(DOCUMENT SECTION Opens)

As I write this, the Go Lounge downtown isn't closed, but I miss it. I'll miss it even more when it's actually gone. I've done a lot of things in there that I'm glad weren't captured on film.
It wasn't closed when I was sitting there on a Mondo Mod Monday (my favorite night) and saw they were serving Three Stooges Beer. No joke. It's a real beer with the Snap, Krackle and Pop of stupidity staring out at you from the label. "What's it taste like?" I asked. "It's beer," people said.
I was never a fan of the Stooges. My brother was. He used to sit there like something out of "One Flew Over the Cuckoo's Nest," riveted, and if memory serves he did a fairly respectable Curly impression, if that's possible. I didn't try the Stooges beer for myself so much as I did for him, so I could tell him it existed and how it tasted (like beer). This is not to say I wouldn't have downed something else -- they haven't invented a number high enough to tally the brain cells I've killed off with beer at the Go! But somehow I felt like I was killing off twice as many drinking beer that had the Stooges on the label. Go figure.
Full frontal assault
No, I've drank heavily in many bars. Never thought of not smoking in one either, until recently. Smokers are a hard-core lot. We stare down the barrel of death every day -- in fact, we sneer and light the end of it. We don't scare easily. But I think I have found the one thing that could put me off cigarettes for the rest of my longer, healthier life, and it is this: Smoking can lead to really, really getting off on the Three Stooges.
Wait. It gets worse. If you keep smoking, not only might you find yourself doing your Curly impression in a bar, but you might be watching a Woody Allen movie one day and say, out loud, "I don't get it." You might even give up watching a rerun of "Seinfeld" to channel surf in hopes of finding "Benny Hill."
This epiphany was prompted by ABC On-Line columnist Lee Dye, who recently wrote about a study by the University of Toronto and the Rotman Research Institute that pinpointed exactly where in the brain the sense of humor is located. Leave it to the Canadians, who consistently produce the funniest people in the world (Mike Myers, Scott Thompson, William Shatner, although he may not have meant to be funny) to be determined to find humor, literally.
Humor, they discovered, is in the right frontal lobe of the brain. The frontal lobe controls higher brain function -- creativity, conscience, things like that. Prathiba Shammi, a scientist who spent three years on the project, concluded that the right side was the most obvious location for humor, since when that side is damaged, people change. They do things like "frequently laughing at inappropriate times."

(DOCUMENT SECTION Closes)

• **PARTS OF THE EXERCISE**:
A. Output the passage of the Go Lounge column from "As I write this, the" up to and including "captured on film.".
B. Answer these questions from the Go Lounge column:
(i) Which night at the Go Lounge does the writer call a favorite?
(ii) Which two institutions carried out the study on where the sense of humor is located?
(iii) How long did Prathiba Shammi spend on the project?

(AVAILABLE DATA Opens)

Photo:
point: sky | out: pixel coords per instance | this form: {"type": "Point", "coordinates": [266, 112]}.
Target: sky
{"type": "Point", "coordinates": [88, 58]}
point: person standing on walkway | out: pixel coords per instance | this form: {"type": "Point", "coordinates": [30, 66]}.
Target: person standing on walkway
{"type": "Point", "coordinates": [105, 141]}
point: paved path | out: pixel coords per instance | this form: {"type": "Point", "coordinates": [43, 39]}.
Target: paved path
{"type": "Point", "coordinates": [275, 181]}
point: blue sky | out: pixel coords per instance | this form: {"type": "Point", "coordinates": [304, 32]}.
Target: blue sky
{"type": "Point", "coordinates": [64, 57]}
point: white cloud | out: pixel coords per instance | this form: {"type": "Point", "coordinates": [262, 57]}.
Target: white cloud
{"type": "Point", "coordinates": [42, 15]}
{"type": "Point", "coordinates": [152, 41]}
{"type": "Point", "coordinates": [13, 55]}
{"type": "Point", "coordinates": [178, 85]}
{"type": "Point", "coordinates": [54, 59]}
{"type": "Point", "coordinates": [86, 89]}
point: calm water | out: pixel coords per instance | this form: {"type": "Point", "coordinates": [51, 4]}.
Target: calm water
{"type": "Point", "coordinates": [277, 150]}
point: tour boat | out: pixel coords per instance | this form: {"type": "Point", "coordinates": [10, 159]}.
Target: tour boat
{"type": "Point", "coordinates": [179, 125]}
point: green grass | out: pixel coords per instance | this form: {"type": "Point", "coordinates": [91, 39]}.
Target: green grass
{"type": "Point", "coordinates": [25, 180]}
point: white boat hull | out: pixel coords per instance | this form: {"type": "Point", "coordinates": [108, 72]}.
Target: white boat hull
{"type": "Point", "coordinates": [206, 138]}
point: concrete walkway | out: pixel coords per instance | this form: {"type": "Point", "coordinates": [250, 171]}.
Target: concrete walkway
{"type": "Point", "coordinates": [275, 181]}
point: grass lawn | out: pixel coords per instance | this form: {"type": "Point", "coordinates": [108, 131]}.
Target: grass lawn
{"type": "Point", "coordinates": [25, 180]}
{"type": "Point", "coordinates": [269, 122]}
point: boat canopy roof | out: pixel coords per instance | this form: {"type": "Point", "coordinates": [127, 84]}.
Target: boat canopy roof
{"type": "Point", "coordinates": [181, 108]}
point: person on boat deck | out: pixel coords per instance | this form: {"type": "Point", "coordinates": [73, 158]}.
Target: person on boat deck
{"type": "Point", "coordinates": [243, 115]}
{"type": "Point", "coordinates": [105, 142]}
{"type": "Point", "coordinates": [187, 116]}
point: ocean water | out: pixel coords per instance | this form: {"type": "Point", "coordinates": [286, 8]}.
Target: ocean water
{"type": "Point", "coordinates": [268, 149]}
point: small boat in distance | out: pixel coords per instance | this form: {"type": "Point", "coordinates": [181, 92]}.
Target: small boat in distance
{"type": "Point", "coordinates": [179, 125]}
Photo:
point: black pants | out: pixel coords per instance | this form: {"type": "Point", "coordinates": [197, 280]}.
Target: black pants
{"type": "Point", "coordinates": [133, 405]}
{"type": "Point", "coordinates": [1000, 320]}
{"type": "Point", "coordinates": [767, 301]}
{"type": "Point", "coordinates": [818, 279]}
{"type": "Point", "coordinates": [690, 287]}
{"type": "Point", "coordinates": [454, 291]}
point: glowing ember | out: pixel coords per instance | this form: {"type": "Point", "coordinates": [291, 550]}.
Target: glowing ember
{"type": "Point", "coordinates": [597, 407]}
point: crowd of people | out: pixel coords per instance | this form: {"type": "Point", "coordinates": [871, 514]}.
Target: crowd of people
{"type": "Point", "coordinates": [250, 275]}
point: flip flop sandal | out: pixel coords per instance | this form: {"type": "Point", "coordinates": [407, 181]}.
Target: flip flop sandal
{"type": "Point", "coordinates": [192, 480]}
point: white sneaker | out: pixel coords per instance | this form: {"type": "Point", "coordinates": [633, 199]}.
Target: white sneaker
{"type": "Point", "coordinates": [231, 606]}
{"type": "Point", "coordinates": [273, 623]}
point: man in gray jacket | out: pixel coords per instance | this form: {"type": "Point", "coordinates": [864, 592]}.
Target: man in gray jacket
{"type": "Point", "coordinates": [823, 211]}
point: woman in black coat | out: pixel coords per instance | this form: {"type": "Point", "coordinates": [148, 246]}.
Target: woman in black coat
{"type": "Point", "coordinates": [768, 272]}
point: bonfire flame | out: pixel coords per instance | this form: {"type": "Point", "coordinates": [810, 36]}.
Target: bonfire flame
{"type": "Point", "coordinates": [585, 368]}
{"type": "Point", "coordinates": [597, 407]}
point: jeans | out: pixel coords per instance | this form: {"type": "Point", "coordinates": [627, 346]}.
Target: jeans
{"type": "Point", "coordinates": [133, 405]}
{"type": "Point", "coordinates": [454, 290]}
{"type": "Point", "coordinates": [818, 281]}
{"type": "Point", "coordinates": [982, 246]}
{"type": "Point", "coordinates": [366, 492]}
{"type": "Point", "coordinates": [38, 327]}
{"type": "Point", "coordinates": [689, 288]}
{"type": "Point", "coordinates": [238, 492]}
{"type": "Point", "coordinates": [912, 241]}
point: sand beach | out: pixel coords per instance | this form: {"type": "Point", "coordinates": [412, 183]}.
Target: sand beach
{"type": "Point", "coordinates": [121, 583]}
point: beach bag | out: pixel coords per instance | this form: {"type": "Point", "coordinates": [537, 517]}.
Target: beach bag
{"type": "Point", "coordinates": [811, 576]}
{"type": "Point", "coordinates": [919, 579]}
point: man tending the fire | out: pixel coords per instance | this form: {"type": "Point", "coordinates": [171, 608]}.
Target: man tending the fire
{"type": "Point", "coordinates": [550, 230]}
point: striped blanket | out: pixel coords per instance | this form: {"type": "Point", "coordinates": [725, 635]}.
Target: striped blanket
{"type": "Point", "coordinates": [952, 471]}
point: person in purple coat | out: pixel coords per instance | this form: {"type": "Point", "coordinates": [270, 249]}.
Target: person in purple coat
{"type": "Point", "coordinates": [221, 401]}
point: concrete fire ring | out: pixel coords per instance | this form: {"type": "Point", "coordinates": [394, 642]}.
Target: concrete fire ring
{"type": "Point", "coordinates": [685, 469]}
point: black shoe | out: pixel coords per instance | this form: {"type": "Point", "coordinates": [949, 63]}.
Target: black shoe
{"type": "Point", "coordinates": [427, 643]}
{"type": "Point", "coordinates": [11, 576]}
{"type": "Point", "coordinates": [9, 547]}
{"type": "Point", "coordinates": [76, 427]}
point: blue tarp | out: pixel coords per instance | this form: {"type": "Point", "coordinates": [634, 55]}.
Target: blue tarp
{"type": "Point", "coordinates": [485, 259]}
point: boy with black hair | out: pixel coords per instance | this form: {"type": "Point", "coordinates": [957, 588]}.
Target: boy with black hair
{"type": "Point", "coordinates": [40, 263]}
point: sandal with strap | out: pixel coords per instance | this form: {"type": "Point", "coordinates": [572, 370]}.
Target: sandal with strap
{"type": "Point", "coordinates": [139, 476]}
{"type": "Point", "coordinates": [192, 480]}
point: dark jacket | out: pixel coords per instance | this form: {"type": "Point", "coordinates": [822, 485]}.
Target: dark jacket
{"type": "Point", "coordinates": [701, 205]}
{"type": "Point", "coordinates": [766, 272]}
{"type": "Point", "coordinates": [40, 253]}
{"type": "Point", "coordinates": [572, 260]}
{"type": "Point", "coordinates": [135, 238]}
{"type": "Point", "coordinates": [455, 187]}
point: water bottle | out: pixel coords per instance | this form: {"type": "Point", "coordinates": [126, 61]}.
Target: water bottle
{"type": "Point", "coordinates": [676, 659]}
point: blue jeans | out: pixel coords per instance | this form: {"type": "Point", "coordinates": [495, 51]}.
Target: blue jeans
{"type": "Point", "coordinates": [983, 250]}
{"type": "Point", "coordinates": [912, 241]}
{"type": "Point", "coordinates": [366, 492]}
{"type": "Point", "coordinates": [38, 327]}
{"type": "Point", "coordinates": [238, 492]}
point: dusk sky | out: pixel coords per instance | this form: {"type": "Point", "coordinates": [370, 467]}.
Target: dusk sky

(AVAILABLE DATA Closes)

• **EXPECTED RESPONSES**:
A.
As I write this, the Go Lounge downtown isn't closed, but I miss it. I'll miss it even more when it's actually gone. I've done a lot of things in there that I'm glad weren't captured on film.

B.
(i) Mondo Mod Monday
(ii) The University of Toronto and the Rotman Research Institute
(iii) Three years